> Task to complete
Only the lines from the top of the following listing through the line with "[ ] a keypoint on each instance of the black frying" belong in your answer, exactly as written.

═════ Record set ═════

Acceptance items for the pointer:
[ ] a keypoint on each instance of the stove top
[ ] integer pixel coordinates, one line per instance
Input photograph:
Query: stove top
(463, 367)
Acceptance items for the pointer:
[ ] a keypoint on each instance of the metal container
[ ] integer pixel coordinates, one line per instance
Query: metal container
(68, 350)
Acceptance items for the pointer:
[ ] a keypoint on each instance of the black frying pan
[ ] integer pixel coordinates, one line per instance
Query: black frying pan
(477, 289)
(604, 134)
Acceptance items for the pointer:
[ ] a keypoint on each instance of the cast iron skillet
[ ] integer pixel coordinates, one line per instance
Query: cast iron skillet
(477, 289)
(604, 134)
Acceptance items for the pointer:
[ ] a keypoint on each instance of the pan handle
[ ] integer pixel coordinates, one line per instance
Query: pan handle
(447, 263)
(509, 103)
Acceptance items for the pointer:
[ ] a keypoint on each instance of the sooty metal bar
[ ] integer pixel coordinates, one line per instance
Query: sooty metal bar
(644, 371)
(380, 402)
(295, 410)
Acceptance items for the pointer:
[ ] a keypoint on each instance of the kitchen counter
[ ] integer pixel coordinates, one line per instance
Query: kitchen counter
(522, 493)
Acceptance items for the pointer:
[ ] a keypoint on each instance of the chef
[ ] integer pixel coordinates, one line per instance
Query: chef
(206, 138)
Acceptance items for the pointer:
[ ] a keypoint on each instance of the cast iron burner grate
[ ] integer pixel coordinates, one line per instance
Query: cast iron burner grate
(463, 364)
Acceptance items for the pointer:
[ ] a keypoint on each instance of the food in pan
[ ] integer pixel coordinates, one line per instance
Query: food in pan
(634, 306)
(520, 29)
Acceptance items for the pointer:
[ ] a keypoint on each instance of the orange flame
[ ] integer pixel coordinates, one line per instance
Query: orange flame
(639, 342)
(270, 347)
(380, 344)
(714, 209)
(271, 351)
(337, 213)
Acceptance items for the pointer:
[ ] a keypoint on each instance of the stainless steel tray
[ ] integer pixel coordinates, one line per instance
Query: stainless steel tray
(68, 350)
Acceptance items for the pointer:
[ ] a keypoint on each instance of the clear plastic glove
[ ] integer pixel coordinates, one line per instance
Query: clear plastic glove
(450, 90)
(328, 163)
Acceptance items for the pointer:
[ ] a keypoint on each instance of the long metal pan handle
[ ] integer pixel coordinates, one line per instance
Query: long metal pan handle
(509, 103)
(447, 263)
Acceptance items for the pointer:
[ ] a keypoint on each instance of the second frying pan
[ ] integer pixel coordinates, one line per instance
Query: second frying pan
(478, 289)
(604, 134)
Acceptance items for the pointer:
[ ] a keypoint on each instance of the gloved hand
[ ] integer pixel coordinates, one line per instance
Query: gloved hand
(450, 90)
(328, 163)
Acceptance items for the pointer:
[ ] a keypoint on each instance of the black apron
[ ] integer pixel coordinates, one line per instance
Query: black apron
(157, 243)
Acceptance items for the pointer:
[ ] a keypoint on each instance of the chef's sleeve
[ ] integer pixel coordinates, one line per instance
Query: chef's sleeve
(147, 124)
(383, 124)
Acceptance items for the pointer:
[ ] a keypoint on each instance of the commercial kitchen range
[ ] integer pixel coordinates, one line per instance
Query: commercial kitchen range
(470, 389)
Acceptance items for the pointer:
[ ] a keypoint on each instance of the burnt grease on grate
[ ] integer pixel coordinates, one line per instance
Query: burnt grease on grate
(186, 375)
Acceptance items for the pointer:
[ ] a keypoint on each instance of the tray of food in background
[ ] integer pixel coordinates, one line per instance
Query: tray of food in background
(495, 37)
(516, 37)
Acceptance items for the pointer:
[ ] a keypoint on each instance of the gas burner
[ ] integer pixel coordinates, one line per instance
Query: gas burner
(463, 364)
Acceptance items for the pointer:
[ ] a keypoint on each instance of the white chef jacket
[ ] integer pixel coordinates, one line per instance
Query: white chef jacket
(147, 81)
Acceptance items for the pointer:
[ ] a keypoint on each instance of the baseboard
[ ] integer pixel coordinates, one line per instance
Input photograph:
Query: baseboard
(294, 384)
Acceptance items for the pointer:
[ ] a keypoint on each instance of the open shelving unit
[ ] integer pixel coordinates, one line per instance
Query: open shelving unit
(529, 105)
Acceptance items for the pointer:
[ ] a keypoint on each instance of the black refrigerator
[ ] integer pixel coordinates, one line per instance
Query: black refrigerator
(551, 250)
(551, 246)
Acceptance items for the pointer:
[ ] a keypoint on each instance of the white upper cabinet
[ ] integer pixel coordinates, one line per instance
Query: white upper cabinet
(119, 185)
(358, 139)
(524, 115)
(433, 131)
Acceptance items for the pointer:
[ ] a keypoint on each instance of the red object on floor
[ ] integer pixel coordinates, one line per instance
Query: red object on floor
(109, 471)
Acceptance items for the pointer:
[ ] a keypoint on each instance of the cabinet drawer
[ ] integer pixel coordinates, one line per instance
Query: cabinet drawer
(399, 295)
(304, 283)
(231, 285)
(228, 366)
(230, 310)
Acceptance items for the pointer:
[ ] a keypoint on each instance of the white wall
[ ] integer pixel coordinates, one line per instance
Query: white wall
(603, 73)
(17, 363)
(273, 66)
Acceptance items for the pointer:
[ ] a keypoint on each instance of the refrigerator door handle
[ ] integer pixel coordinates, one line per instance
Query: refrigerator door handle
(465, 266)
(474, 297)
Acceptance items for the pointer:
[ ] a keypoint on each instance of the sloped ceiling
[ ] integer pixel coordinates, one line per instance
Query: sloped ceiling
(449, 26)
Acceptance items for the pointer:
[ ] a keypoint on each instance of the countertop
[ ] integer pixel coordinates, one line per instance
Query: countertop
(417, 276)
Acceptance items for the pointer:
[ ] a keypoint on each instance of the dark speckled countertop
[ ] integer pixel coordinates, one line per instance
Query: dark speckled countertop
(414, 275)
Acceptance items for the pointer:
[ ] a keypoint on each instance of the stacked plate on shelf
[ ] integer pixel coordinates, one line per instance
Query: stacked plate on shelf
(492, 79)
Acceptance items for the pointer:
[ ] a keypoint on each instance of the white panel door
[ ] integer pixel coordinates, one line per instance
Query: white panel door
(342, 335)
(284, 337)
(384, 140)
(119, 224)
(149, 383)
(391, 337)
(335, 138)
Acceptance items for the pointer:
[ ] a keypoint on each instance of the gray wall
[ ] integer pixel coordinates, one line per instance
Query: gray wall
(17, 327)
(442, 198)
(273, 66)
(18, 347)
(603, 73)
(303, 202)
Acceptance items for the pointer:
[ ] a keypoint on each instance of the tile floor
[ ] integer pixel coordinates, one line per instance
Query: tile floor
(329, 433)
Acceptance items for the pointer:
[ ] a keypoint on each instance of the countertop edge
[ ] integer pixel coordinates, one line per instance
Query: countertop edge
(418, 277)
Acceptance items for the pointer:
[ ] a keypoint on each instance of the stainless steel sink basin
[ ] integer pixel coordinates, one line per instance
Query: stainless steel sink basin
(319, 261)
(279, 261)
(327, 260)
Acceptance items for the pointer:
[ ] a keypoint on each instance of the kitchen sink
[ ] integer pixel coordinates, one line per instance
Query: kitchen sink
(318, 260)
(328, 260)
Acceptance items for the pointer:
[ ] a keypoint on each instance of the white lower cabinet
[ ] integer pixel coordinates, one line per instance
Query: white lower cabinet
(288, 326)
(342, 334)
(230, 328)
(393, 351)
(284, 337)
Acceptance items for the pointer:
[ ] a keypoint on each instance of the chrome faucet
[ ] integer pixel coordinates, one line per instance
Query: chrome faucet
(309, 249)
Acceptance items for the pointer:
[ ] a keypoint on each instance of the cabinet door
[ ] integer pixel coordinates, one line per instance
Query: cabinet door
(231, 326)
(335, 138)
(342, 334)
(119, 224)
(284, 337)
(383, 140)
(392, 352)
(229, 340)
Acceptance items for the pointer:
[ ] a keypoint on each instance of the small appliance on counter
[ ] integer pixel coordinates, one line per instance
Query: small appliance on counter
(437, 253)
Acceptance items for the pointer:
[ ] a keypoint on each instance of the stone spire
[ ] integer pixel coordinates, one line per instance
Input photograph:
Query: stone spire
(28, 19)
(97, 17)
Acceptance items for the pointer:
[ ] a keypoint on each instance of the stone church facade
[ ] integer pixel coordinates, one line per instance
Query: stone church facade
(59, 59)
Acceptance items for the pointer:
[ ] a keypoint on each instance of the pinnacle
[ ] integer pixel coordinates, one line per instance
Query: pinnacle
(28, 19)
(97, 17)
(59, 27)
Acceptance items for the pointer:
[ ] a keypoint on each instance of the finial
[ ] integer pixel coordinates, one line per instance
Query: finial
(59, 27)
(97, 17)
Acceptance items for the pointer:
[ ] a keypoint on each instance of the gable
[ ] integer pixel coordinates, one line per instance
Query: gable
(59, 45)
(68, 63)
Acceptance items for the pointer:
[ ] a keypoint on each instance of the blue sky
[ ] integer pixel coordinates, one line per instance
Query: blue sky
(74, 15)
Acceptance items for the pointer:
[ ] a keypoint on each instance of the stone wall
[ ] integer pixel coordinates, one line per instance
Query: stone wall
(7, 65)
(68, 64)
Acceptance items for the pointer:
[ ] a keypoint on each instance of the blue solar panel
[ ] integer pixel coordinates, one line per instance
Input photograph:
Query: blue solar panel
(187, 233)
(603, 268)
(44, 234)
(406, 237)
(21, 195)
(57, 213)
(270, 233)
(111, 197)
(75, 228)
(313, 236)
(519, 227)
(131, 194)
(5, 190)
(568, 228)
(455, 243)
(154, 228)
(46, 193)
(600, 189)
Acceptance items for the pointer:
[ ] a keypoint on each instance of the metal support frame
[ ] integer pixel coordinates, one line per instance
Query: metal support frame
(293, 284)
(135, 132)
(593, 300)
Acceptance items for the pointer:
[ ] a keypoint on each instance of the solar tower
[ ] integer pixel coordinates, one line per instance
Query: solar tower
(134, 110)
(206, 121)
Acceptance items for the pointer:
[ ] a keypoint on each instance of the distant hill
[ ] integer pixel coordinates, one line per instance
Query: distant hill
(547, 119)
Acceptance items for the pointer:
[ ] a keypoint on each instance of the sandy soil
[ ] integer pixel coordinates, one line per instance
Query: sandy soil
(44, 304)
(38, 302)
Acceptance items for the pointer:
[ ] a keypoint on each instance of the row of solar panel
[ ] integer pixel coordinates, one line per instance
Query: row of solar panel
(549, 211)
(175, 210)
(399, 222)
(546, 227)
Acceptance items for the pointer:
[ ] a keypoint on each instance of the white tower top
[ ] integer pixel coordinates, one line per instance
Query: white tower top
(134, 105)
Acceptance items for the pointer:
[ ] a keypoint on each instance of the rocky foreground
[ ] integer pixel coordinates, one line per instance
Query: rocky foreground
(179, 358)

═════

> Exercise answer
Acceptance items for the pointer:
[ ] a keypoint on each instance of the stove top
[ ] integer pixel coordinates, one line per instance
Input photograph:
Query: stove top
(463, 367)
Acceptance items for the pointer:
[ ] a keypoint on each instance of the metal container
[ ] integer pixel coordinates, one line per instance
Query: metal container
(68, 350)
Acceptance items for the pointer:
[ ] a keypoint on each instance of the black frying pan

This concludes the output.